::: Provided information

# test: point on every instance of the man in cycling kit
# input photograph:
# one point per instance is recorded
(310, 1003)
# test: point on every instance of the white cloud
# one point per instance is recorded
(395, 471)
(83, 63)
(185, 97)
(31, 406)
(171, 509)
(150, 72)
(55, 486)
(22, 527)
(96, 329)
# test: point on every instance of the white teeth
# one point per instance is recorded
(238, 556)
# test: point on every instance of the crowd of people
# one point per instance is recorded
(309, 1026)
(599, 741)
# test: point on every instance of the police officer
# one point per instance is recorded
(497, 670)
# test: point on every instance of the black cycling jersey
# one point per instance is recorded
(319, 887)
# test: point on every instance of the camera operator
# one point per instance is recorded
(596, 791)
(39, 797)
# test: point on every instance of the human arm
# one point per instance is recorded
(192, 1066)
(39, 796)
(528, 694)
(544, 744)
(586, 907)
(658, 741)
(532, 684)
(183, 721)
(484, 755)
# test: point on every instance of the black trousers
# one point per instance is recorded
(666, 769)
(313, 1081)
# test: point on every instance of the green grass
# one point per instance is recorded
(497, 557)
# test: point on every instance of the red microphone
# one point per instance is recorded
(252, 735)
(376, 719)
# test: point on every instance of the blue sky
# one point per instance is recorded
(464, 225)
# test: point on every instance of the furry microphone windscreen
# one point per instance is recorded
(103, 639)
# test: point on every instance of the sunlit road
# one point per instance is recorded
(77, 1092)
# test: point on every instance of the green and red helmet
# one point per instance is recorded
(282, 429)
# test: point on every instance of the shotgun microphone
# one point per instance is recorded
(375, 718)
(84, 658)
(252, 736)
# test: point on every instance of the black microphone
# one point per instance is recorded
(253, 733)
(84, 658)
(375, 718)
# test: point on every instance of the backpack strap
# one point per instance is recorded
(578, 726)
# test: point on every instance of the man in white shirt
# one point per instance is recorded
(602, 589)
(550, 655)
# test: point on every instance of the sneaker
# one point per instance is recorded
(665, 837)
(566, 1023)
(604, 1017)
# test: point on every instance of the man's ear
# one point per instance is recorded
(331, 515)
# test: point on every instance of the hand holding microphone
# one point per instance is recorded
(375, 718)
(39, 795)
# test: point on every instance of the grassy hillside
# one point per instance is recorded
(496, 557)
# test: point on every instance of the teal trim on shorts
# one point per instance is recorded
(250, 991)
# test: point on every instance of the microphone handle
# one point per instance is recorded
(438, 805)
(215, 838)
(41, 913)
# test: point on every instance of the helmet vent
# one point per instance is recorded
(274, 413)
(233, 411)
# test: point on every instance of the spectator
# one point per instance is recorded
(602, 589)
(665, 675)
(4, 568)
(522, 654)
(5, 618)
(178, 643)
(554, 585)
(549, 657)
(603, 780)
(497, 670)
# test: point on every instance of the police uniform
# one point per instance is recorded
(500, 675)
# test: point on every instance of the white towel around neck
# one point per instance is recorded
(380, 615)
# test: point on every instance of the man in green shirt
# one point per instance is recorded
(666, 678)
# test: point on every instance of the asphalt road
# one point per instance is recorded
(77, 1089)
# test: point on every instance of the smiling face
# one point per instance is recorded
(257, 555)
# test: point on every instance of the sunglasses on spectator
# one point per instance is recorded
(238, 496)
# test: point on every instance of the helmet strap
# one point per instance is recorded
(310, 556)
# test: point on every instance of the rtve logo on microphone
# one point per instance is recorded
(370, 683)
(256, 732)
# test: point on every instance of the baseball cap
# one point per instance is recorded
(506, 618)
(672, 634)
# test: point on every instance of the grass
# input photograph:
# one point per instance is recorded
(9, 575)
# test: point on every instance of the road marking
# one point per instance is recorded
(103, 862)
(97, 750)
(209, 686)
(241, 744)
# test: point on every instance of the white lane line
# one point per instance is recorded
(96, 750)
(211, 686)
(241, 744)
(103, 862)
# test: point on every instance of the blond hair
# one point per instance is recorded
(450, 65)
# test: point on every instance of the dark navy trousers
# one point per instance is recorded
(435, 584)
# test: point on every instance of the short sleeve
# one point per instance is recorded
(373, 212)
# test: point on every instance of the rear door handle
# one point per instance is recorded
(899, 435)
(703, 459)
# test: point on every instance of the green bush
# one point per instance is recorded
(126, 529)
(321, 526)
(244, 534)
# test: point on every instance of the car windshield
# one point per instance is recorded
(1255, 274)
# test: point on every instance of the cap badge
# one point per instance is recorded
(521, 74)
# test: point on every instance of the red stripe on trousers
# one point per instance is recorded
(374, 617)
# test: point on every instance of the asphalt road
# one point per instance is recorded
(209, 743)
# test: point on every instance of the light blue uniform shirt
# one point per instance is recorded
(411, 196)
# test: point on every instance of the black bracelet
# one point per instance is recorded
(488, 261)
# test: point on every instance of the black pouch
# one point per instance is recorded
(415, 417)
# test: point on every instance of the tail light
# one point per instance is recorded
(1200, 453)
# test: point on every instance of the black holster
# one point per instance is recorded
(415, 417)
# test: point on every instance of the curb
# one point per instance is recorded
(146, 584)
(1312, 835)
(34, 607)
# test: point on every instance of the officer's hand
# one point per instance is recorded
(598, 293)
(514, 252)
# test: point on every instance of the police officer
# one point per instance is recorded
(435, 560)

::::::

**Written problem:** Print every line of the items above again, changing nothing.

**Reply:**
# test: point on every instance of the man in cycling kit
# input photograph:
# one point per instance is recorded
(310, 1003)
# test: point on every instance of the white cloud
# one point per instance is recorded
(395, 471)
(83, 63)
(185, 97)
(31, 406)
(171, 509)
(150, 72)
(55, 486)
(22, 527)
(96, 329)
# test: point on every instance of the white teeth
# one point per instance is recorded
(238, 556)
# test: point on every instance of the crowd of people
# one point per instance is recorded
(309, 1026)
(599, 741)
# test: point on every instance of the police officer
# one point per instance is recorded
(497, 670)
# test: point on every instance of the black cycling jersey
# one point per instance is recorded
(319, 887)
# test: point on every instance of the camera operator
# one point per instance is recorded
(596, 791)
(39, 797)
# test: point on every instance of the human arm
# one point per instance is recorded
(192, 1066)
(39, 796)
(528, 694)
(544, 744)
(586, 907)
(658, 741)
(532, 684)
(183, 721)
(484, 755)
# test: point on every instance of the black trousers
# one point per instance is recorded
(666, 769)
(313, 1081)
# test: point on every instance of the green grass
# one point per instance is recorded
(497, 557)
# test: point on every instance of the red microphone
# one point per instance is recorded
(252, 735)
(376, 719)
# test: point on every instance of the blue sky
# one point per instance is recorded
(464, 225)
# test: point on every instance of the furry microphone windscreen
# one point per instance is recorded
(103, 639)
# test: point on every instance of the sunlit road
# one point per instance is recorded
(77, 1092)
# test: point on every instance of the green and red helmet
# one point per instance is recorded
(282, 429)
# test: point on every instance of the shotgun microphone
# one point per instance is recorded
(375, 718)
(84, 658)
(252, 736)
# test: point on every instance of the black microphone
# one point per instance is recorded
(253, 733)
(84, 658)
(375, 718)
# test: point on every instance of the backpack strap
# one point per instance is recorded
(578, 726)
# test: point on every instance of the man in white shirt
# one point per instance is recorded
(602, 589)
(550, 655)
# test: point on every instance of the sneaker
# one point per instance is recorded
(665, 837)
(566, 1023)
(604, 1017)
# test: point on every instance of the man's ear
# one point per instance is recorded
(331, 515)
# test: point on every instance of the hand holding microphone
# one point per instance is recorded
(375, 718)
(39, 795)
# test: point on every instance of the grassy hillside
# one point per instance is recorded
(496, 557)
# test: point on every instance of the teal trim on shorts
# one point per instance is recorded
(250, 991)
# test: point on every instance of the microphone handle
# one point per instance is recorded
(438, 805)
(215, 838)
(41, 913)
# test: point on every instance of the helmet vent
# one point per instance is recorded
(274, 413)
(233, 411)
# test: point on every instance of the spectator
# one point per instance is recorded
(602, 589)
(665, 675)
(4, 568)
(522, 654)
(5, 618)
(178, 643)
(554, 585)
(549, 657)
(603, 780)
(497, 670)
# test: point on every instance of the police uniform
# one point per instance is recorded
(500, 675)
# test: point on every instance of the white towel around neck
# one point per instance is recorded
(380, 615)
# test: point on every instance of the man in green shirt
# one point per instance is recorded
(666, 678)
# test: point on every instance of the asphalt road
# one point per instance is recorded
(77, 1089)
# test: point on every instance of the smiling face
# one point per instance is recorded
(257, 555)
# test: point on every instance of the sunglasses on spectator
# one point per instance is recorded
(238, 496)
# test: point on every instance of the helmet strap
# one point per instance is recorded
(310, 556)
# test: point on every instance of the rtve logo on microphone
# one point per instance is recorded
(370, 683)
(256, 732)
# test: point on every instance of the baseball cap
# one point per instance is recorded
(506, 618)
(672, 634)
# test: point on every instance of the grass
# input photograph:
# one point per instance is recorded
(9, 575)
# test: point on every instance of the road marking
# one point per instance is recorded
(103, 862)
(97, 750)
(209, 686)
(241, 744)
# test: point on every instance of the white lane line
# one point per instance is recorded
(96, 750)
(211, 686)
(241, 744)
(103, 862)
# test: point on every instance of the blond hair
# one point per instance is recorded
(450, 65)
# test: point on every instance of the dark navy trousers
# one point per instance is recorded
(435, 584)
# test: point on every instance of the short sleeve
# one point per instance is recorded
(373, 212)
# test: point on every instance of the rear door handle
# one point per instance is recorded
(899, 435)
(703, 459)
# test: point on every instance of the green bush
# one point per instance is recorded
(126, 529)
(321, 526)
(244, 534)
# test: point on every instance of the car windshield
# one point per instance is recorded
(1255, 274)
# test: point on every instance of the cap badge
# one point per instance is recorded
(521, 74)
# test: point on every instance of the red stripe on trousers
# one point per instance is recorded
(374, 617)
# test: point on every instance of the asphalt road
# one point per instance is recorded
(209, 743)
# test: point on every instance of the light blue uniform shirt
# one point per instance is recorded
(411, 196)
# test: point on every instance of the black bracelet
# one point per instance is recorded
(488, 261)
# test: point on every instance of the black pouch
# one point per instance is recorded
(415, 417)
# test: point on every instance of the tail light
# one point per instance is recorded
(1200, 453)
# test: point on every instance of the black holster
# one point per instance is recorded
(415, 417)
# test: point on every instance of the curb
# one point per instance is recorded
(146, 584)
(1312, 835)
(34, 607)
# test: point on every instance of the officer's hand
# one point per instance is recorded
(598, 293)
(514, 252)
# test: point on every instance of the police officer
# one point per instance is recorded
(435, 560)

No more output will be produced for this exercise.